■ **WORK TO BE COMPLETED**: Please rewrite the entries starting at the beginning and ending at the line that contains "465;242;491;259", with "mouth" changed to "lips" and nothing else altered.

---------- INPUT ----------

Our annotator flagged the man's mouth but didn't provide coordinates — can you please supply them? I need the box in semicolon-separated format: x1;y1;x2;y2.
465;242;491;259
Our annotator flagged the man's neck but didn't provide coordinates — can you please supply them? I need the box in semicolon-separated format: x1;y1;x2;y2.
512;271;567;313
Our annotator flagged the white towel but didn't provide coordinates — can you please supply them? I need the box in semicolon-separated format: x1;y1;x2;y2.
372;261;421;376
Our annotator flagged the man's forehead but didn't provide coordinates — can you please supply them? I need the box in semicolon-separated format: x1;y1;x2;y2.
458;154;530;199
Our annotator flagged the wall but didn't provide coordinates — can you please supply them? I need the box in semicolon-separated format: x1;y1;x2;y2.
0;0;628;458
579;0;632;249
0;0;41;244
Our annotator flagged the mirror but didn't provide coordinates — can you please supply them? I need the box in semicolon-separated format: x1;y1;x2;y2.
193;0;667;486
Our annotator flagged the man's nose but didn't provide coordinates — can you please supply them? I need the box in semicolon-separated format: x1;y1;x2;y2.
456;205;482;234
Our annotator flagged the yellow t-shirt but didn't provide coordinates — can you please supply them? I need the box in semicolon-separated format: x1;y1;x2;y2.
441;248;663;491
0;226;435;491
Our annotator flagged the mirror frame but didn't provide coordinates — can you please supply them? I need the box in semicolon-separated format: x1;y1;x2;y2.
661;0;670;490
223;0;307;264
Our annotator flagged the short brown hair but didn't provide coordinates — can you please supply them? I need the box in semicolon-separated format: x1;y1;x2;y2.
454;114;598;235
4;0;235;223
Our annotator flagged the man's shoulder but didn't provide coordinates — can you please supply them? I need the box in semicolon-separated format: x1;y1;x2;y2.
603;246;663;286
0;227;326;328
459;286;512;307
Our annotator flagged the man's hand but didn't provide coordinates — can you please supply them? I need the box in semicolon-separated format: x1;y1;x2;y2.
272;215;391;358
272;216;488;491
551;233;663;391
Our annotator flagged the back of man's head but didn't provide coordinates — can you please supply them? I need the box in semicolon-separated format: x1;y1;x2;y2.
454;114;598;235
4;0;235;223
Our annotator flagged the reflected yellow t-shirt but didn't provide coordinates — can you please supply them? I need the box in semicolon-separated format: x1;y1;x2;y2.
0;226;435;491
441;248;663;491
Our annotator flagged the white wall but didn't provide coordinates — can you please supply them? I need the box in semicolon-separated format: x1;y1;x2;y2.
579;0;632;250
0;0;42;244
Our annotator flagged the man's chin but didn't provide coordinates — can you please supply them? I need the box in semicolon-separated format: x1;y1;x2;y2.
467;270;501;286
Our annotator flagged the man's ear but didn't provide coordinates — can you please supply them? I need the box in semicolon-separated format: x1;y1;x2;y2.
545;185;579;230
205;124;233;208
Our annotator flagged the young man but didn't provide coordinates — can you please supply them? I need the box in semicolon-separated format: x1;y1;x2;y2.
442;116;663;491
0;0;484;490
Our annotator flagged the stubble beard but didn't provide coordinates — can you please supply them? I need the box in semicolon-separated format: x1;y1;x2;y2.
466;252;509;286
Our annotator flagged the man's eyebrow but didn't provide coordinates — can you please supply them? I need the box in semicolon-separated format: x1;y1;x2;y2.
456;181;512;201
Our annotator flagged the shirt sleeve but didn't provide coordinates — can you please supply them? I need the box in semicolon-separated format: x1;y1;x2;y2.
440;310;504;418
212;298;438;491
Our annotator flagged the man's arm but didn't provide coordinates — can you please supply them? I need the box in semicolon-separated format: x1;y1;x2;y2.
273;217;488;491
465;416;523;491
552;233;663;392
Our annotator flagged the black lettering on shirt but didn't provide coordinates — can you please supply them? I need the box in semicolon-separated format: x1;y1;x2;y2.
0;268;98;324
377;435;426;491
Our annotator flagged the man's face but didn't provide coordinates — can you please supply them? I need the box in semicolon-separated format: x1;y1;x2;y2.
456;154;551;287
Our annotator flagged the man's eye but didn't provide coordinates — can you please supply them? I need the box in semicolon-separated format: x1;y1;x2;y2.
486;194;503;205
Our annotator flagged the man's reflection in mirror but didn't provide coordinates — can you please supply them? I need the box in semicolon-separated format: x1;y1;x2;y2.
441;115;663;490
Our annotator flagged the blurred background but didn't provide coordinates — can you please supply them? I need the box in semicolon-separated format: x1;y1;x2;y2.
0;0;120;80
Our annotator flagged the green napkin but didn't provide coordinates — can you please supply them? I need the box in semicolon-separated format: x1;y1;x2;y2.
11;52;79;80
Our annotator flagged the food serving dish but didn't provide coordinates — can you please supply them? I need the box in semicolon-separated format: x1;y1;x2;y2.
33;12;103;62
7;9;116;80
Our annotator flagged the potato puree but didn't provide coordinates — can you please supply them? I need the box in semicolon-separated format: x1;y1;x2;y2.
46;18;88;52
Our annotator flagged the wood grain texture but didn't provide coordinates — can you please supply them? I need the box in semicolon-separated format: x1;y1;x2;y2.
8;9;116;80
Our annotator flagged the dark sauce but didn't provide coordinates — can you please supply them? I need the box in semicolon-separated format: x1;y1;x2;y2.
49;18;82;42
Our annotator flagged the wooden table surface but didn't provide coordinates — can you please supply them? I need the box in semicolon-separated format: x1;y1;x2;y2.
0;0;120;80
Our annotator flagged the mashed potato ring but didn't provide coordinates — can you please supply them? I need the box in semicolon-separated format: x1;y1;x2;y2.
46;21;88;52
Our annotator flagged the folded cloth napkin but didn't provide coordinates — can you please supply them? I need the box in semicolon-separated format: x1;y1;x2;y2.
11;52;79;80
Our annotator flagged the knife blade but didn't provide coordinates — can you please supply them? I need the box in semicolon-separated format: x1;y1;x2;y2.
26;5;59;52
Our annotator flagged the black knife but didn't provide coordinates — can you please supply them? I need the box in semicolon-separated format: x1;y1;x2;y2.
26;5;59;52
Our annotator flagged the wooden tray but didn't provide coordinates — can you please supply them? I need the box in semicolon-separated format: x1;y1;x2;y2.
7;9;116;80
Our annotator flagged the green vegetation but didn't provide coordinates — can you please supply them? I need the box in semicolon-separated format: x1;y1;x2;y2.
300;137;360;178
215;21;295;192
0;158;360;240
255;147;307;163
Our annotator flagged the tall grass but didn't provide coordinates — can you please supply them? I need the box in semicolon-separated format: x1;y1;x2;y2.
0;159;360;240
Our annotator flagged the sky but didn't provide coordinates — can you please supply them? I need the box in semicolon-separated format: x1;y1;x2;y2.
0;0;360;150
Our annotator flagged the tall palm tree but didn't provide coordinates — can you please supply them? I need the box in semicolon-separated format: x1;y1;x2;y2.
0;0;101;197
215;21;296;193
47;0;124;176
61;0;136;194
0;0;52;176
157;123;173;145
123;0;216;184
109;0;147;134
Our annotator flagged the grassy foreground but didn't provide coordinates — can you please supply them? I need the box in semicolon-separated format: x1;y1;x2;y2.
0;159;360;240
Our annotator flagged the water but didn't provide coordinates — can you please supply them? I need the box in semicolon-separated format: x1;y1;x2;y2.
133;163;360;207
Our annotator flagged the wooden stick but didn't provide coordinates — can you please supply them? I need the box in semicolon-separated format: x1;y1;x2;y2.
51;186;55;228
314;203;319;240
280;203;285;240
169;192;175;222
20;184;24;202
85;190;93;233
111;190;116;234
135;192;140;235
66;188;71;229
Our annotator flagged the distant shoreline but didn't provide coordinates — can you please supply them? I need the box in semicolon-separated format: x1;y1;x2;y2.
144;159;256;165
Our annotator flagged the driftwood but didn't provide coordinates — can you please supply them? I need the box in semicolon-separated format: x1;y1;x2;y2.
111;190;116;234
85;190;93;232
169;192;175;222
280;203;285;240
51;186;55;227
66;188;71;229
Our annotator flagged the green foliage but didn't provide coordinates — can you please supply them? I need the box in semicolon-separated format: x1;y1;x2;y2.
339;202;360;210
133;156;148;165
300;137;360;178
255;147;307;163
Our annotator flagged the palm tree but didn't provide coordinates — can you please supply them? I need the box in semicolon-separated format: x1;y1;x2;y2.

----------

■ **WRITTEN RESPONSE**:
Our annotator flagged the man's lips but didn't provide coordinates — can you please supply them? I need the box in semicolon-separated format: x1;y1;x2;y2.
465;242;491;259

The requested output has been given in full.